STT could be forgiven for being just a little smug after events unfolded last Sunday night (1 November 2015) in Australia’s “Wind Farm Capital”, South Australia.
As our post – Wind Power Disaster Unfolds: SA Facing Total Blackouts, Rocketing Power Prices & Thousands More Chopped from the Grid – was being put together for an airing on Monday, unbeknownst to STT – a bit after 10pm on Sunday – 110,000 South Australian homes and businesses were plunged into darkness.
STT’s SA operatives were quick off the mark, informing us of their unscheduled trip to the Dark Ages – with emails and comments on that post.
Without warning, traffic lights were dimmed to dangerous pointlessness; street lights were out, leaving less surefooted and vulnerable pedestrians creeping home nervously in the dark; hotel, cinema and restaurant owners had to show customers the door; service stations were unable to pump fuel for their motoring customers; and TV viewers missed the critical dénouements of favourite crime ‘whodunnit’, NCIS and batty-blockbuster, The Dark Knight Rises.
On a more serious note, those in charge of hospitals, like the Lyell-McEwin, had to cross their fingers in the anxious seconds before diesel generators fired up to produce the power needed to keep life support patients ticking along and other critical infrastructure up and running.
Likewise with supermarkets relying on their own diesel generators to keep perishables and frozen food from perishing. However, those small businesses with no access to backup power generation (Delis and the like) and, therefore, no refrigeration, had to otherwise try to stop valuable frozen goods from melting, along with their profits.
While NCIS fans missed out on the who-got-cuffed-climax, the ‘whodunnit’ of real interest to STT was played out in what passes for media in South Australia. Here’s some of it.
Widespread power blackout hits Adelaide
2 November 2015
Power fault ‘could happen again’
POWER has been restored to most South Australian homes after a widespread blackout put thousands into darkness, when the state lost electricity supply from Victoria.
A spokesman for SA Power Networks said the state lost supply from “upstream” when the interconnector shut down, triggering an automatic loss of power — load shedding — in SA, resulting widespread outages.
About 110,000 homes were affected by the load shedding from Victoria, which started about 10.20pm on Sunday night — and there are warnings this morning that such a large blackout could happen again.
Across South Australia, homes from Sellicks Beach up to Nuriootpa, the Barossa and Angaston, to Elizabeth and further north to Munno Para West, and east to Belair all lost power, and many more in between.
The outage also hit the Eyre Peninsula, with Cowell, Lucky Bay, Mangalo and more losing power.
SA Power Networks spokesman Paul Roberts said the blackout wasn’t planned.
“There was no time to warn customers about the loss of supply,” he told ABC 891.
“We’ve always relied to some degree on the Victorian interconnector — that’s why it’s there, it’s been there for 25 years.
“Many times other supply will kick in and there’s always stuff on standby, but in this case it may well have been the size of the load.”
When the Victorian system shut down, 160 megawatts of energy was lost and wind power did not supply energy because it often does not start until 3am.
Mr Roberts said when outages were planned, people on life support were notified.
But last night’s blackout “caught everyone by surprise”, despite the fact Victoria had issued a low level risk notice for a power outage for the past seven weeks.
Mr Roberts said a review would be conducted into the widespread outage.
------------------------
Activities =>
A. In the South Australia blackout text, copy the passage starting at "While NCIS fans" and ending at "supply from Victoria.", substituting "power outage" for every "blackout".
B. Which places on the Eyre Peninsula does the South Australia blackout text name as losing power?
C. In the South Australia blackout text, at about what time did the load shedding from Victoria start?
The data after this text plays no part in this work.

Given material =>
------------------------
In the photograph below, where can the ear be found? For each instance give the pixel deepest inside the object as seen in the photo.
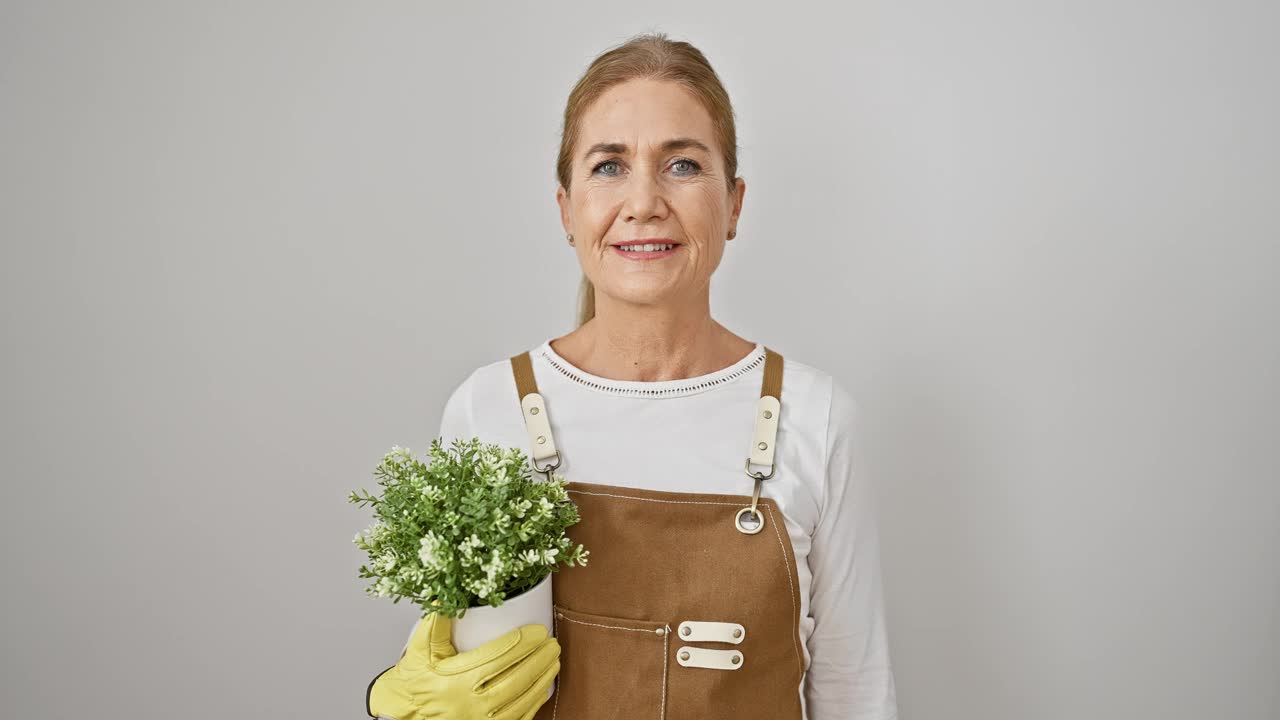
------------------------
Results =>
A.
While NCIS fans missed out on the who-got-cuffed-climax, the ‘whodunnit’ of real interest to STT was played out in what passes for media in South Australia. Here’s some of it.
Widespread power power outage hits Adelaide
2 November 2015
Power fault ‘could happen again’
POWER has been restored to most South Australian homes after a widespread power outage put thousands into darkness, when the state lost electricity supply from Victoria.

B. Cowell, Lucky Bay, Mangalo

C. About 10.20pm on Sunday night.